▶ _TASK REQUIREMENTS_: Count how many lines of the entries below contain the word "green", treating uppercase and lowercase as different, and give only the number.

▶ _RECORDS SUPPLIED_:
>>>>
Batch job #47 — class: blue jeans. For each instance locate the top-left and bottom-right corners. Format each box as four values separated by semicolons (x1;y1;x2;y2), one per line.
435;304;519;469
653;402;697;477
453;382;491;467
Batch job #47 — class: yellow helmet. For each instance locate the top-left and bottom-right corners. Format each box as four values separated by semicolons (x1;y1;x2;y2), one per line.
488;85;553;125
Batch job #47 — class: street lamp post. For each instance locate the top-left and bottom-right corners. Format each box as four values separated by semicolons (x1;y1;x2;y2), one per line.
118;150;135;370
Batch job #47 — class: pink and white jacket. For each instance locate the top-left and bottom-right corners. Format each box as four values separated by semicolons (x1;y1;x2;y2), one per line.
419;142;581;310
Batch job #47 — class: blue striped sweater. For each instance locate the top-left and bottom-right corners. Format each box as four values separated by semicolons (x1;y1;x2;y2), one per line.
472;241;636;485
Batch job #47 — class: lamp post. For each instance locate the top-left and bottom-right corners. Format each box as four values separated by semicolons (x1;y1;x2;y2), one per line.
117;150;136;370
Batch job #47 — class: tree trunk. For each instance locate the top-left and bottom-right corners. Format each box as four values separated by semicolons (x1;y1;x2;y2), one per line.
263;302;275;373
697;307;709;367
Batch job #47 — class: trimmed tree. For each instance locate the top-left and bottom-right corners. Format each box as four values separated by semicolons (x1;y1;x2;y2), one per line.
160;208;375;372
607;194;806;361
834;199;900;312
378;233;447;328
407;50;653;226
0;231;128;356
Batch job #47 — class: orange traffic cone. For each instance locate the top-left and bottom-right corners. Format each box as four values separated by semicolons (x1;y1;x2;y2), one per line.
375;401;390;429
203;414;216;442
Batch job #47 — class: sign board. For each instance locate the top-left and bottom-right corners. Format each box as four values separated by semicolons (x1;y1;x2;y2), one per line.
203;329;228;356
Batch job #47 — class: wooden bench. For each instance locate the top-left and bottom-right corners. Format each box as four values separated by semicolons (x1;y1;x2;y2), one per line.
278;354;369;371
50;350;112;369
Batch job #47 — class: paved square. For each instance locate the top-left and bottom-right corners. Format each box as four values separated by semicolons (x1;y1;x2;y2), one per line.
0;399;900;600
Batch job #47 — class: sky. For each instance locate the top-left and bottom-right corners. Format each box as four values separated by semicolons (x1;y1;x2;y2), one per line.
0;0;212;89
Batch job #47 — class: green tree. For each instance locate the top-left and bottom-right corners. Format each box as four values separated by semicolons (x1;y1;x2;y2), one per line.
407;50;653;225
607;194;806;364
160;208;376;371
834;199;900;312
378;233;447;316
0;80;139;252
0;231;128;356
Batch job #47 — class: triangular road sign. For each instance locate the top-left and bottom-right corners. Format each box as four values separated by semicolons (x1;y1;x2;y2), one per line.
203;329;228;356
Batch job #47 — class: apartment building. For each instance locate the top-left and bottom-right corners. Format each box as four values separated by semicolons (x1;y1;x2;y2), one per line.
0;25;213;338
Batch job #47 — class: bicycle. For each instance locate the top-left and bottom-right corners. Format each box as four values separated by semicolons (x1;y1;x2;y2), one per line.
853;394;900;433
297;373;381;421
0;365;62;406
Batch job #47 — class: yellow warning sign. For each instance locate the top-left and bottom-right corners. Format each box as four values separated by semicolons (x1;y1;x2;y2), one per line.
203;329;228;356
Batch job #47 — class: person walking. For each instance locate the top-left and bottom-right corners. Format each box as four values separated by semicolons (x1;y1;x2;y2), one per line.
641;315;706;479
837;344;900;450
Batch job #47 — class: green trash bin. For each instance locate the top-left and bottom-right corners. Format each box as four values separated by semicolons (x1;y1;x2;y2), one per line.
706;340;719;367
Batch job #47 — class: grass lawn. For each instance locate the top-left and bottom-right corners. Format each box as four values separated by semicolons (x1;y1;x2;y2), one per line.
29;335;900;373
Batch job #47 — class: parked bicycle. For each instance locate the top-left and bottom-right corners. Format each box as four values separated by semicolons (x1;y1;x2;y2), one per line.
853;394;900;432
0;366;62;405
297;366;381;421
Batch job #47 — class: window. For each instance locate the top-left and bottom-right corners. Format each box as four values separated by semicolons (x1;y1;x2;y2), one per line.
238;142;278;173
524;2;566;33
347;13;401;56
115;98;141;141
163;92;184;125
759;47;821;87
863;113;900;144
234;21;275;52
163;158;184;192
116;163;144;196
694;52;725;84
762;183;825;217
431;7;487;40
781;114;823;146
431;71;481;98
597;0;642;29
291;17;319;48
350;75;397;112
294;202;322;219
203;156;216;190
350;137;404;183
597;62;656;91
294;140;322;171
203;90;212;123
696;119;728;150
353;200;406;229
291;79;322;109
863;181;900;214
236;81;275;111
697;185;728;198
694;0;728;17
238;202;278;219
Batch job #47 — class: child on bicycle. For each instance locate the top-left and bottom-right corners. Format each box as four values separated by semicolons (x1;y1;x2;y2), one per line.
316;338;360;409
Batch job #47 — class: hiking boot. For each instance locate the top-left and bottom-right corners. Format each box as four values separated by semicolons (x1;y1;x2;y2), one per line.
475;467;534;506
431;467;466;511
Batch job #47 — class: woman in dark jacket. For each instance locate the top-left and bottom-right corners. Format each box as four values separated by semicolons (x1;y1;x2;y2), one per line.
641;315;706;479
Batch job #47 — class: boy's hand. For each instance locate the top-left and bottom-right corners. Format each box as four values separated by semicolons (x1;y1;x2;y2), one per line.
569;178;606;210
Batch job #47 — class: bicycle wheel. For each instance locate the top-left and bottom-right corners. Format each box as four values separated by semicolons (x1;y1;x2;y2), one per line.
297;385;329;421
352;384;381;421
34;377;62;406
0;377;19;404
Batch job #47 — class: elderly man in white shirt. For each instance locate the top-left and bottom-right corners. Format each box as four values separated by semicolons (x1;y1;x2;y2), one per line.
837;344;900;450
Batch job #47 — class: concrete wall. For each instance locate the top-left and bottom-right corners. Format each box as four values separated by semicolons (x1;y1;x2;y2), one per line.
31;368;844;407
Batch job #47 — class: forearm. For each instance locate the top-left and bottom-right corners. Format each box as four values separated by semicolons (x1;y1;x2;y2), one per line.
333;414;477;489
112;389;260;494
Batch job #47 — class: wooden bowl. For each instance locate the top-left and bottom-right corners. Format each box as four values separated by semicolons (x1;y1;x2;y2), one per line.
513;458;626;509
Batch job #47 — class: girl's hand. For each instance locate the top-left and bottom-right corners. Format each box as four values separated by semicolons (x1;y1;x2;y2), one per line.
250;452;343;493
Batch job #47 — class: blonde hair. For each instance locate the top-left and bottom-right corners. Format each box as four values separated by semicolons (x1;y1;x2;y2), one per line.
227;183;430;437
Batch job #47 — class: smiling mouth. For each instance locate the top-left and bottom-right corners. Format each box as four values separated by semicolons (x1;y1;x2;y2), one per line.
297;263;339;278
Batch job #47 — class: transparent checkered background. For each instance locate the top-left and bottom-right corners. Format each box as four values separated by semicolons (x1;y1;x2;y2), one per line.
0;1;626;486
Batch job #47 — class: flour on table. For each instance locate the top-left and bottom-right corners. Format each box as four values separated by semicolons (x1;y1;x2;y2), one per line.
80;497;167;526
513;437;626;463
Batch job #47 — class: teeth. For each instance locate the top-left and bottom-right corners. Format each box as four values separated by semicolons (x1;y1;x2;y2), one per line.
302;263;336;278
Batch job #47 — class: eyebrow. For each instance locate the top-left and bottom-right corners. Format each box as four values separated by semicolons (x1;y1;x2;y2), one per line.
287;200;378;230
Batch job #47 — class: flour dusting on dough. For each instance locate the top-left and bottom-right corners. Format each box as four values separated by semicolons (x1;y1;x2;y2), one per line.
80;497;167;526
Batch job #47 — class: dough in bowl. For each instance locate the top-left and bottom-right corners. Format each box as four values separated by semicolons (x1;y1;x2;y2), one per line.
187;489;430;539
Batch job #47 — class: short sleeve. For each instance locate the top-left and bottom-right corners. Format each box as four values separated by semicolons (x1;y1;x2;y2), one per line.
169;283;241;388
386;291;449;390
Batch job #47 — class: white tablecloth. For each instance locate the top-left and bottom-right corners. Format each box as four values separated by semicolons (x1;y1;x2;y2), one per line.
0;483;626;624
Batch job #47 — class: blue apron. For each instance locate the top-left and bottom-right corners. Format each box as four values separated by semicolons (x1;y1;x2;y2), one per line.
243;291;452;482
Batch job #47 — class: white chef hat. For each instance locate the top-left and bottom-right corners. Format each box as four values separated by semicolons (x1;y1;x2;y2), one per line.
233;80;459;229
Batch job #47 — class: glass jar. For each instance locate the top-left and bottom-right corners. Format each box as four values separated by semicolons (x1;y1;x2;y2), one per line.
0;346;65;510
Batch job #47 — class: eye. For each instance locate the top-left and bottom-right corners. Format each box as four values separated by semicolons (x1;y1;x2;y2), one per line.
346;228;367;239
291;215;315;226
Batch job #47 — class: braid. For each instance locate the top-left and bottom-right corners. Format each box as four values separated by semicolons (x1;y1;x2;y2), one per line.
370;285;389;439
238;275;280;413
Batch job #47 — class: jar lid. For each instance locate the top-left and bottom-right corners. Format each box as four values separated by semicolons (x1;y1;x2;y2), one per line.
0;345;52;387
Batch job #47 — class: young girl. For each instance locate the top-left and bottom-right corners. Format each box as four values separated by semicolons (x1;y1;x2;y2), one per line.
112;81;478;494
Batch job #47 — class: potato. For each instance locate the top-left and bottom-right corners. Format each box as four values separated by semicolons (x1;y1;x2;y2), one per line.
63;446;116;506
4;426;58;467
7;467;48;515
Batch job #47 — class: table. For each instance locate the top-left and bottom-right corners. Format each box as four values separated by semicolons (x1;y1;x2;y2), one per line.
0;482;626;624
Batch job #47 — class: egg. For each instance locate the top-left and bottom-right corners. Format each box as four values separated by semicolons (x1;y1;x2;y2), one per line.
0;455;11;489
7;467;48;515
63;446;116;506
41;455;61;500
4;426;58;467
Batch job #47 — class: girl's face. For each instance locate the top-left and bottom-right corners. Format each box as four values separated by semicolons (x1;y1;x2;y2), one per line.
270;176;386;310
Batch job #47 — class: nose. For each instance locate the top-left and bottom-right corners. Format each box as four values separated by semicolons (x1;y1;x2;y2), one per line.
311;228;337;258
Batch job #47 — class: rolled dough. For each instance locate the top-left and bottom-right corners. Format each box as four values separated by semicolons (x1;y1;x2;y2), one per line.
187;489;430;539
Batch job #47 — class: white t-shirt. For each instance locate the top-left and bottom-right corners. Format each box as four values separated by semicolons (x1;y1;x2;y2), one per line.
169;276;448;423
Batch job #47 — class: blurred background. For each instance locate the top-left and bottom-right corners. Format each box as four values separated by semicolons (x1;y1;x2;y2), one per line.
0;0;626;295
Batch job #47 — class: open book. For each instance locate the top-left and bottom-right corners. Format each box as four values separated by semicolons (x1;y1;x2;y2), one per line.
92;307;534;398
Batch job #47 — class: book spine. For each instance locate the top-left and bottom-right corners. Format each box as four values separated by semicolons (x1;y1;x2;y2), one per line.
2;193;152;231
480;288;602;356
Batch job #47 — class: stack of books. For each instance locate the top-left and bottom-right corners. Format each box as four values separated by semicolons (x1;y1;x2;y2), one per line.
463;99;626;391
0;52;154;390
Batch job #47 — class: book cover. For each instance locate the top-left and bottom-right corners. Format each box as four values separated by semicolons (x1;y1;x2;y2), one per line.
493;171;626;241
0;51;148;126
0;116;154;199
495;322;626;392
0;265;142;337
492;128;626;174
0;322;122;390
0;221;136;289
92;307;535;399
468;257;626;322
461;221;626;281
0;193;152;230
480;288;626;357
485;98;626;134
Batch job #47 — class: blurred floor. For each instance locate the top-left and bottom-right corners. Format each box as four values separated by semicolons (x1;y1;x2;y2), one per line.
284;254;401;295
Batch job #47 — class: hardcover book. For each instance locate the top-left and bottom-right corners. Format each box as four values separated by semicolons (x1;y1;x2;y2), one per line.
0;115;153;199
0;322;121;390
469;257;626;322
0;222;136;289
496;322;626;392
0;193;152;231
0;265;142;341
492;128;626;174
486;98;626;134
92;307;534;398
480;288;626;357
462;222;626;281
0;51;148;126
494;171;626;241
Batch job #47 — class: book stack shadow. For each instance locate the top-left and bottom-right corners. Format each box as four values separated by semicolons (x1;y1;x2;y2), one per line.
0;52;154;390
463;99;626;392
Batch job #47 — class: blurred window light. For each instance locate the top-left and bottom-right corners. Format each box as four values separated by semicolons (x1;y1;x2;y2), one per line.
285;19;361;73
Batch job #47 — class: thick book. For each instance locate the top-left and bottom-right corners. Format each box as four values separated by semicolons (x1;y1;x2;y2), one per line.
<<<<
▶ _ANSWER TO THIS TASK_: 2